■ **DATA**:

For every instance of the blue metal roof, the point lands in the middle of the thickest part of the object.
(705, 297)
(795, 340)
* * *
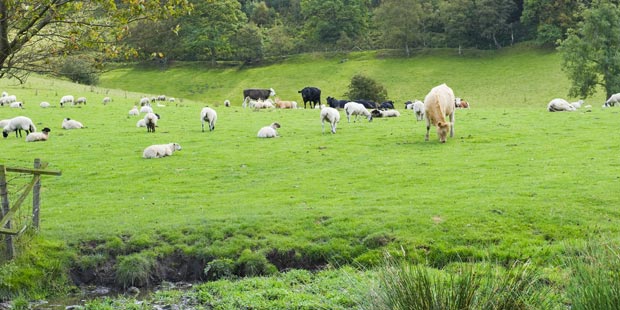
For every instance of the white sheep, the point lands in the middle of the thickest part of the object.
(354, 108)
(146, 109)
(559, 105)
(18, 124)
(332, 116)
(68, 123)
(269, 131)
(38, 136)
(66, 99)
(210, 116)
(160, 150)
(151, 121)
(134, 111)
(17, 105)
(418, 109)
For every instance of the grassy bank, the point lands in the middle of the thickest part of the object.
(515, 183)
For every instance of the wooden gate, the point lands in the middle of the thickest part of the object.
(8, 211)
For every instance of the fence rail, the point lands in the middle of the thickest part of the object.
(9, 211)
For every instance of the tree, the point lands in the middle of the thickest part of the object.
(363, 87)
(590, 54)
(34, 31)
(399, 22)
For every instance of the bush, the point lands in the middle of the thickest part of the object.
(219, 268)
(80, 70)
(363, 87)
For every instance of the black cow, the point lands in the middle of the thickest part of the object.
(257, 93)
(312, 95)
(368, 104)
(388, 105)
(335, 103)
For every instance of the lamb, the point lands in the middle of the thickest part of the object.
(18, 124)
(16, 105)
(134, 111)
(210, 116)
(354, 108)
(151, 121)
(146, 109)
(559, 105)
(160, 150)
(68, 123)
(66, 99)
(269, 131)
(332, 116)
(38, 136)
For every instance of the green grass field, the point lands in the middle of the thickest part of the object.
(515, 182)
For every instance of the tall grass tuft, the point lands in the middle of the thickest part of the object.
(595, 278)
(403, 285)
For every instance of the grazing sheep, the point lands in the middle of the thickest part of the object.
* * *
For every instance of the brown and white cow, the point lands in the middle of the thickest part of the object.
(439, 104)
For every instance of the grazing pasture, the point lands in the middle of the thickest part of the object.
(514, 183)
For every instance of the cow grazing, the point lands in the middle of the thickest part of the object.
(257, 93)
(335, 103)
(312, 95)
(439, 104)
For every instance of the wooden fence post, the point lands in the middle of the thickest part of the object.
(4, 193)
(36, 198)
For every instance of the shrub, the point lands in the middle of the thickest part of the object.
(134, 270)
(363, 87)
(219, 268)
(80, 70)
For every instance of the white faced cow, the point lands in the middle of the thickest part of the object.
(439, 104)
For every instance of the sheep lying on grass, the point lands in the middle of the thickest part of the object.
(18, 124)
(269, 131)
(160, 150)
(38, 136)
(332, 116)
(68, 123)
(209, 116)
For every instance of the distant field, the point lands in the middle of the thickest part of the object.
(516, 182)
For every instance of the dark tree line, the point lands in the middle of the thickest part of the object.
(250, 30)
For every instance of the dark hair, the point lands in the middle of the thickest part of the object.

■ **REQUIRED WORK**: Reproduce verbatim the items beginning with the line containing "For every instance of the wooden fence" and continuing through the line containing "For every instance of the dark hair, the", both of those lines included.

■ **CORRECT ANSWER**:
For every instance of the wooden fence post, the point lands in the middle of the thickest part of the object.
(4, 193)
(36, 198)
For every instance of the shrub, the point lands in the middle of the thickest part of the object.
(134, 270)
(363, 87)
(219, 268)
(80, 70)
For every instance of the white faced cow, the point lands in the middle of the thickest part of the object.
(439, 104)
For every instance of the sheep lying on grass, the point lands in the middle of the thickest part of the object.
(18, 124)
(269, 131)
(160, 150)
(38, 136)
(332, 116)
(68, 123)
(209, 116)
For every instance of the distant field, the point lands in the middle of the thickest part of the object.
(516, 182)
For every instance of the dark tree line, the point lands in the middle of the thickest part of the object.
(250, 30)
For every instance of the dark hair, the point lands in the middle of the thickest part of the object.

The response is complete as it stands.